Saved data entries
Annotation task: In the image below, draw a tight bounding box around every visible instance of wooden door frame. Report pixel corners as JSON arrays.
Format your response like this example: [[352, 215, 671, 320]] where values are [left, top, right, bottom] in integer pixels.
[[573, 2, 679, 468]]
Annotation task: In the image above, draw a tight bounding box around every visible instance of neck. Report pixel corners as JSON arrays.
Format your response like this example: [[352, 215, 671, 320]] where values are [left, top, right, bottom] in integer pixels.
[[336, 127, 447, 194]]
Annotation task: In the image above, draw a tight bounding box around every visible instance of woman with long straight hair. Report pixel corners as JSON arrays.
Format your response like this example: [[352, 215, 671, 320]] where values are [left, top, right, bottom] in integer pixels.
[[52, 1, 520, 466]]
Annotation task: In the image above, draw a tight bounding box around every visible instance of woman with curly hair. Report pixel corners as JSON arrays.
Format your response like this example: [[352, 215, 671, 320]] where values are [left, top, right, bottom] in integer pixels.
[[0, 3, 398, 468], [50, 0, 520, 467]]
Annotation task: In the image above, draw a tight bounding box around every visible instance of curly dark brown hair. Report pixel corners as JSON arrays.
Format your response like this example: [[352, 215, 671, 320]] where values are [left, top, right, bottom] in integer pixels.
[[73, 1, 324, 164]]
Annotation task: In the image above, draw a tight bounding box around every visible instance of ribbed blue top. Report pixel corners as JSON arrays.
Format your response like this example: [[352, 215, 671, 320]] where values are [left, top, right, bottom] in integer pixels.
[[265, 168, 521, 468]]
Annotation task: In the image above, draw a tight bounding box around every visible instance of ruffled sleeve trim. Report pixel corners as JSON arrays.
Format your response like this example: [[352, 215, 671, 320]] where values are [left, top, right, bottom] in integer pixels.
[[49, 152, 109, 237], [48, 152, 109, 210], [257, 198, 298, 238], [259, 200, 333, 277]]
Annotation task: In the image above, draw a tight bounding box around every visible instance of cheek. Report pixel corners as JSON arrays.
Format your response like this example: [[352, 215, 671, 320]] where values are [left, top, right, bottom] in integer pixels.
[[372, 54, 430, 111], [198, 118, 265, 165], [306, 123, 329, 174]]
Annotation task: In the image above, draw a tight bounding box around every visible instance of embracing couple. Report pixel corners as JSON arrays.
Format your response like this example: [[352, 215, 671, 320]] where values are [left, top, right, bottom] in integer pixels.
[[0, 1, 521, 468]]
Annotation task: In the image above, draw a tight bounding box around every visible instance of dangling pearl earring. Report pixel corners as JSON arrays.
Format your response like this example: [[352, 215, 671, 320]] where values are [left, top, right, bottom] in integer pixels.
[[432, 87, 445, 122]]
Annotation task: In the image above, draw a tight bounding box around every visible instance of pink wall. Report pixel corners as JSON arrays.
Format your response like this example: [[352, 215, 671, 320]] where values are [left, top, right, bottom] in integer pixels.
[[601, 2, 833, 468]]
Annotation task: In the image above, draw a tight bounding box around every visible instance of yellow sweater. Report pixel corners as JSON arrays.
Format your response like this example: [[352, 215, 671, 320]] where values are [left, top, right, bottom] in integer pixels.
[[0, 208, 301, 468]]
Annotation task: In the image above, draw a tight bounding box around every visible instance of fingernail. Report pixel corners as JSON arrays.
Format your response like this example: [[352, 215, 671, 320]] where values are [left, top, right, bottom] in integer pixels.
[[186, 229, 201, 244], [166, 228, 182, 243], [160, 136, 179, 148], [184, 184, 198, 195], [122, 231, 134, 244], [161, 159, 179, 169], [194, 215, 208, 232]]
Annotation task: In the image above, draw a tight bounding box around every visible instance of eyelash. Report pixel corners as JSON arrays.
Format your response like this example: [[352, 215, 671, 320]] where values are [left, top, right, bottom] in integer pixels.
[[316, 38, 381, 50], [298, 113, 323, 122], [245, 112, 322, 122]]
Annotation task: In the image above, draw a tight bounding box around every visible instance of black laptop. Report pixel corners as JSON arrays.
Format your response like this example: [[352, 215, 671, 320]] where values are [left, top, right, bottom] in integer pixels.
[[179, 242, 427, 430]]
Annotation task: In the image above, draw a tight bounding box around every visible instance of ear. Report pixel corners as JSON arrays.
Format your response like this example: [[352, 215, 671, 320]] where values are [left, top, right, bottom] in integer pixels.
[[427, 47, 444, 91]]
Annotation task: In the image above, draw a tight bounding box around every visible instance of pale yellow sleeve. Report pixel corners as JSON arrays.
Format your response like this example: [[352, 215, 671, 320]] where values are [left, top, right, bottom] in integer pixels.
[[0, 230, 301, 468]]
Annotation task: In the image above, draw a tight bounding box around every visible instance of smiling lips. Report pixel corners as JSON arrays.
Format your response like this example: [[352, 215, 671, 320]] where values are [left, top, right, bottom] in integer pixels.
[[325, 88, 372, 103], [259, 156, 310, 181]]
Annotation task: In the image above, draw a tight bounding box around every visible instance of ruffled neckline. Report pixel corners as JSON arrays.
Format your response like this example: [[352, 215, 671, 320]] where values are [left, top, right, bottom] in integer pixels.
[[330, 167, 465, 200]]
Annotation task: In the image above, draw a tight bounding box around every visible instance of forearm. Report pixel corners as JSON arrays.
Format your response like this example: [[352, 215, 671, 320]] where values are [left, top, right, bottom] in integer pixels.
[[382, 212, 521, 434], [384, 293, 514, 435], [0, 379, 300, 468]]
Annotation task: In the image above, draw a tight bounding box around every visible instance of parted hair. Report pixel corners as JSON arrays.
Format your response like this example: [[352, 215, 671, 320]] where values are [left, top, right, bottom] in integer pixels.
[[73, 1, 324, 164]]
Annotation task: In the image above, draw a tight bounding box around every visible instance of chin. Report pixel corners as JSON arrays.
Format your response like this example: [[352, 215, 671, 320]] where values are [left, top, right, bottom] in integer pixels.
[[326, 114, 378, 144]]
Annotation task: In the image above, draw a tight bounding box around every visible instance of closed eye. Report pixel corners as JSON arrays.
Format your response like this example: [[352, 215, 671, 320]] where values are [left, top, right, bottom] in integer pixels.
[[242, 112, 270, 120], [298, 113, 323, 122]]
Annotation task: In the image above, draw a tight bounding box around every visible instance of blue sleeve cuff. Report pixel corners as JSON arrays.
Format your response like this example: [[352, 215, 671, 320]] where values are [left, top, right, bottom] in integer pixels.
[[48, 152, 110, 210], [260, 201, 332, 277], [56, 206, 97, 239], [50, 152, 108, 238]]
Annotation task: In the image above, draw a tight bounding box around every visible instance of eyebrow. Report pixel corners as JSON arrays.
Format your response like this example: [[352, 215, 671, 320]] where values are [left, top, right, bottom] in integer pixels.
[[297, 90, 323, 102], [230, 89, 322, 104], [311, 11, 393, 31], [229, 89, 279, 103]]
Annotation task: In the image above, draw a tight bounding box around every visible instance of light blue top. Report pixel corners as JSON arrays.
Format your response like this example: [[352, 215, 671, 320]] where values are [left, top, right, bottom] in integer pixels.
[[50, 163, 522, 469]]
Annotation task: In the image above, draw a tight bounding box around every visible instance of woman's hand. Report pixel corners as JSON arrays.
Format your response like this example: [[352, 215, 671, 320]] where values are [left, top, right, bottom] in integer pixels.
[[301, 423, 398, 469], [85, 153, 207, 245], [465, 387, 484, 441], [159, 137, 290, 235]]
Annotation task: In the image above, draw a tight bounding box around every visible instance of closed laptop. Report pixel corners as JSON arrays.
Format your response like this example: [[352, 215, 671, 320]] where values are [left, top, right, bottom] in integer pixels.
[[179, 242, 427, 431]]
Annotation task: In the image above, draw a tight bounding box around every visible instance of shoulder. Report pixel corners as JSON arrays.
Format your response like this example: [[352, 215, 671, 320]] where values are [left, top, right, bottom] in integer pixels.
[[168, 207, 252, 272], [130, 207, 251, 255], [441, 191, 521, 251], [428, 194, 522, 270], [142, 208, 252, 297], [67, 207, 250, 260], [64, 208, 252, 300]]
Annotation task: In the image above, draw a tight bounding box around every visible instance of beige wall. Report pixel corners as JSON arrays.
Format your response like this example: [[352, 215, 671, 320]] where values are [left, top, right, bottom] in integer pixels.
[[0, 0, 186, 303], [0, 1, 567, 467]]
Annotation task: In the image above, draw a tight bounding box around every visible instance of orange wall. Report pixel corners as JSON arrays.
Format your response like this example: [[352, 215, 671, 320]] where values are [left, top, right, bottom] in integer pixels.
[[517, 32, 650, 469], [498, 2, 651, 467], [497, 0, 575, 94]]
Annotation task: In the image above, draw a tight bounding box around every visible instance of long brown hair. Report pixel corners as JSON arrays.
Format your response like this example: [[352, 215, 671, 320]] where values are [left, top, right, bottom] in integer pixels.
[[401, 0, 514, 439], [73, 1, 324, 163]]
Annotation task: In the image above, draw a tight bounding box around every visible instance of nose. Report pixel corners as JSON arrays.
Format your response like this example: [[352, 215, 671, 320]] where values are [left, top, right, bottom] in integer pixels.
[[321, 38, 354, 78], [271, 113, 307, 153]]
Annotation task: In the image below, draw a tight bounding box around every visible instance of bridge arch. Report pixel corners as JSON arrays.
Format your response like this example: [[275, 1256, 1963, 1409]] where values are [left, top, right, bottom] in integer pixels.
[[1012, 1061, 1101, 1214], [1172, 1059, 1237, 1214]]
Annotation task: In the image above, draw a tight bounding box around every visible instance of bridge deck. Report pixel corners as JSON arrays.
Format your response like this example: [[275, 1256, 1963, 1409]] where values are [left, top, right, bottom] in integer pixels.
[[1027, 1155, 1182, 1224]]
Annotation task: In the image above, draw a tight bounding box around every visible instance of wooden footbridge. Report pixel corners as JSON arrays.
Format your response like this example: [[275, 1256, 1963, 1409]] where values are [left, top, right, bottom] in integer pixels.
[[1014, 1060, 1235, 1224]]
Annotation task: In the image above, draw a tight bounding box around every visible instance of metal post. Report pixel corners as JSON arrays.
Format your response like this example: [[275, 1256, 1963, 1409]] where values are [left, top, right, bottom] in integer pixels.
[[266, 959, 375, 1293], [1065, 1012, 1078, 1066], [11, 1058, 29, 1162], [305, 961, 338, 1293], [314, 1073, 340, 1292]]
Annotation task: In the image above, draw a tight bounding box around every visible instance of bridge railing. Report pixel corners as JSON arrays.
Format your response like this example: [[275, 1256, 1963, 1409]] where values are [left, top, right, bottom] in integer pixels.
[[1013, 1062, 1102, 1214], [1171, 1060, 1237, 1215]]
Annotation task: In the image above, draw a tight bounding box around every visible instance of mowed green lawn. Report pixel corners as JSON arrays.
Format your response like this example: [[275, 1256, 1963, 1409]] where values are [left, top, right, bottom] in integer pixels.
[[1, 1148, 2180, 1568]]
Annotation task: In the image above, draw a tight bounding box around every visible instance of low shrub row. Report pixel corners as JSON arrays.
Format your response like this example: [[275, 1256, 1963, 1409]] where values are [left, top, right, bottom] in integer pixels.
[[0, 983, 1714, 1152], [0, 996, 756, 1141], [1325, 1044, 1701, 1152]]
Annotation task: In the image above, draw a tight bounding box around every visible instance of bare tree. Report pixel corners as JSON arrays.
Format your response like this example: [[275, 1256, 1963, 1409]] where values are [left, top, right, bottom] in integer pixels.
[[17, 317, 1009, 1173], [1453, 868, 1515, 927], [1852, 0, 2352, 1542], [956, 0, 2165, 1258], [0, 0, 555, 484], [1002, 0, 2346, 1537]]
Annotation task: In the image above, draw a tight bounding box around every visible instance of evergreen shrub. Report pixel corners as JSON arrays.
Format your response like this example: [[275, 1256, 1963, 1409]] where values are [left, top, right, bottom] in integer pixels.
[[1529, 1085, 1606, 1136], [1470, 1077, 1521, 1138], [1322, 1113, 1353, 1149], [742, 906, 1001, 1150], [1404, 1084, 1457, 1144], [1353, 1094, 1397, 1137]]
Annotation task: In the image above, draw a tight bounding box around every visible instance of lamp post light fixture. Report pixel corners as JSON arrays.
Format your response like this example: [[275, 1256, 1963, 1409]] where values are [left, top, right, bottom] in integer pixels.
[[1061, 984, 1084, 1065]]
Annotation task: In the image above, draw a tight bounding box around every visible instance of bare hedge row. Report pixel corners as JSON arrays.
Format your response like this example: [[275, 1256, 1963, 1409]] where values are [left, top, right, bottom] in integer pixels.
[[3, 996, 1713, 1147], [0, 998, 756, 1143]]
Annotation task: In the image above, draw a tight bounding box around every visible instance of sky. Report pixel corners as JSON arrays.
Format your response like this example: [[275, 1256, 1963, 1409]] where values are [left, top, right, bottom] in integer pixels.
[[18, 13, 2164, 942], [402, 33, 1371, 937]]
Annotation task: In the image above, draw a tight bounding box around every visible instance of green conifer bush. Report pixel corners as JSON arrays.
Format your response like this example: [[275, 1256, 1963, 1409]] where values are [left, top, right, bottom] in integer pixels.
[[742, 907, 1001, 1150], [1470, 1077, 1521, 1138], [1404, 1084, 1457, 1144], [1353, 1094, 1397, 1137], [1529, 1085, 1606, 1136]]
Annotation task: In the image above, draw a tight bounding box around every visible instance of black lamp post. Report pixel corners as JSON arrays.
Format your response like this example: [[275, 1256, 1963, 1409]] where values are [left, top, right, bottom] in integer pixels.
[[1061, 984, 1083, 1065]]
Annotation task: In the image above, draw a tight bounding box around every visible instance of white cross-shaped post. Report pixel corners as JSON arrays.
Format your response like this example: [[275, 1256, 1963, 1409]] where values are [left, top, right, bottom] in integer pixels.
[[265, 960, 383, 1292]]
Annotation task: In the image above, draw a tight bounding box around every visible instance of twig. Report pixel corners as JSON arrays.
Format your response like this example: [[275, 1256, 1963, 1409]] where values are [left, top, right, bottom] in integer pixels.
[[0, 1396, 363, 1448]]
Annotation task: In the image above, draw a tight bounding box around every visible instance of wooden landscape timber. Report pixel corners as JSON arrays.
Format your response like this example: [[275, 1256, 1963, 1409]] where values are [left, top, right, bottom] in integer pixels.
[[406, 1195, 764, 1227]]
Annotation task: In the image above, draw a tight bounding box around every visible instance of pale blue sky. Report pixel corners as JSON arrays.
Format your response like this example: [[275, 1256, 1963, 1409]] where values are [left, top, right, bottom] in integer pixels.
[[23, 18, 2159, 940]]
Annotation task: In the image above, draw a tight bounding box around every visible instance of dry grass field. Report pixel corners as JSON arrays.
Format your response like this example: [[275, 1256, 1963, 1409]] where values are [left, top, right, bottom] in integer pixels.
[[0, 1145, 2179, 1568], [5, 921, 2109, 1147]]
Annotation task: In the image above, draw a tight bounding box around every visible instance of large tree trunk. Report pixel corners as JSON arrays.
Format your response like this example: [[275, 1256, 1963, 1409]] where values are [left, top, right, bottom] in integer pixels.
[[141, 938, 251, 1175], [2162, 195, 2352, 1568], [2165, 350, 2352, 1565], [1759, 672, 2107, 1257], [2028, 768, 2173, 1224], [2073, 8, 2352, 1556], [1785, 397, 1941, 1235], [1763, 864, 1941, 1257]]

◆ What is expected ◆
The required output is the stretch of entries above from the line containing "straight hair. Report pixel corners as JSON arrays." through the line containing "trim. Report pixel corners as JSON arrays.", reproduced exactly.

◆ Response area ◆
Annotation task: In the image above, draw a tight bounding box around every visible instance of woman with long straight hair. Report pixel corners as JSON arrays.
Format your response like this example: [[352, 215, 671, 320]] where values are [left, top, right, bottom] in integer pixels.
[[52, 1, 520, 466]]
Annotation task: In the image above, draw a tight bounding box around every visible instance of woman with curly hair. Report pixel corners as JSON arrays.
Format your response like this example: [[352, 215, 671, 320]] where values are [left, top, right, bottom] in integer pixels.
[[0, 3, 398, 468], [50, 0, 520, 467]]
Annotation task: In the image above, draw a tight bounding box around every visible instance of curly dark brown hair. Report pixel corners as JSON arrays.
Format your response like this example: [[352, 215, 671, 320]] where values are [left, top, right, bottom] in integer pixels.
[[73, 1, 324, 164]]
Annotation task: In the image above, draw a tight bounding box around every visible instance of ribbed blue top. Report pixel corners as JSON arrays.
Format your response like this example: [[352, 215, 671, 320]] where values are [left, top, right, bottom] in integer pixels.
[[265, 168, 521, 468]]
Annotation task: In the image above, draw a tight bounding box around every visible instance of ruffled sleeve trim. Report pixel corners as JSON arrays.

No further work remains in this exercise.